I work with a number of different researchers in many countries around the world.  Conferences are great places to catch up with them, and I usually try to tack on a visit to one of them with a conference.  In typical weeks at home we often we meet virtually using Skype and other video-conferencing tools.

When I was more junior I used to get time to work on my own research projects – where I do the bulk of the work – but now I am more involved with other people’s projects my role is now more providing ideas and suggesting directions for other people who are “at the coal face.”  Occasionally I can find a few hours to work on problems of my own – solving equations, writing and running computer code, graphing data, and other things like that.

In the weeks that I am teaching, that tends to eat up most of my time and research gets neglected.  We lecture sections of courses that run for several weeks – and while there might only be four hours of contact time with students a week, it usually takes a full day to prepare for each of those hours!  Not only for the teaching, but preparing assignments, marking, administering the course, responding to enquiries, and so on.

I also get to go to quite a few other meetings every month regarding how the university and my own particular School is run.

What I'd do with the money

Set up a website that provides useful career information and advice for Australian school students interested in science.

Last year I helped represent maths and physics at the university open day.  The number one question I was asked was “So, if I study maths/physics at university, what sort of job would that prepare me for?”

This was something that I hadn’t really thought about that much before, and while I had several friends who studied physics and went off and found themselves a job, I didn’t know that much about what sort of jobs the typical graduate in physics and maths was capable of.  I could give reasonable answers, but could only speak in general terms rather than about specifics, and I found this very unsatisfying.

It struck me that many students enrolling for study at university do it with a job in mind at the end.  Eg lawyers, teachers, engineers, medical doctors, physiotherapists, accountants, etc.  However, studying science doesn’t lead directly to a well-defined job – and I am concerned that this puts off a lot of students.

So, after talking about this with a recent physics student who was interested in science communication, I managed to get her a scholarship for the summer to look into what careers degrees in science prepare students for, and to find some specific examples.

Information provided:
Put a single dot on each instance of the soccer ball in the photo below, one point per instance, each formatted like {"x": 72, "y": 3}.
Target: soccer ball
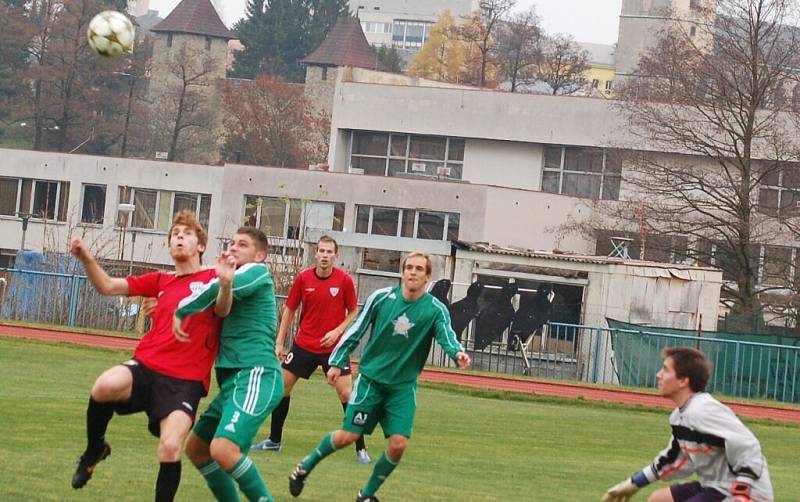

Tasks for this exercise:
1. In the passage on academic work and science careers, what was the most common question asked at the university open day?
2. Continue the passage on academic work and science careers, starting right after its last sentence.
The lines are not used in any of this.

Answers by item number:
1. "So, if I study maths/physics at university, what sort of job would that prepare me for?"

2.
I would like to take the summary information that she has almost finished compiling and turn it into a website for students who are interested in science to get more information about how to go about it, and what the best options are for their interests.  Even better, I would like to be able to have a question and answer section – where students could ask questions and get them answered by someone in the know.


My Interview

How would you describe yourself in 3 words?

Queensland’s Sheldon Cooper

Who is your favourite singer or band?

Split Enz / Neil Finn.

What is the most fun thing you've done?

Two weeks of pure holiday on the Greek Islands of Lipsi and Ikaria when I was still a carefree student.

If you had 3 wishes for yourself what would they be? - be honest!

I wish I was smarter, I wish I had more time in every day, and I wish I could sleep in more often.

What did you want to be after you left school?

When I left school I wanted to be a scientist – I just didn’t know what type!

Were you ever in trouble in at school?

I was almost exclusively a goody two-shoes – so the one time I punched someone in the face in class I got away with it!

What's the best thing you've done as a scientist?

I am probably the most proud of inspiring a number of students to change their minds about what they were going to study, and instead do physics at university.

Tell us a joke.

Two atoms bump into each other. One says ‘I think I lost an electron!’ The other asks, ‘Are you sure?’ The first replies, ‘I’m positive.’

Sports followed

Rugby union, tennis, a bit of rugby league – but give me a chance and I will follow pretty much any sport.

Favourite team

It’s hard to go past the All Blacks.